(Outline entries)
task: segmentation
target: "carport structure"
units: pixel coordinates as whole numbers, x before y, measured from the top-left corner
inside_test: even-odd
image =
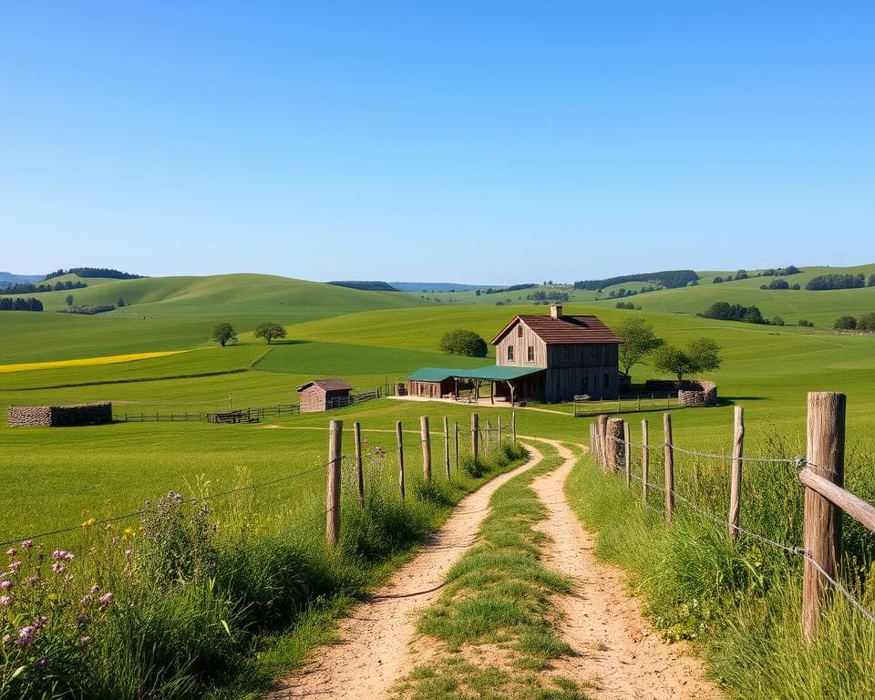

*Exercise task*
Reproduce the entries above word for word, leaving out the pictures.

*Worked solution*
task: segmentation
target: "carport structure"
units: pixel coordinates as whole numbers, x before y, measured from the top-left corner
inside_test: even-odd
image =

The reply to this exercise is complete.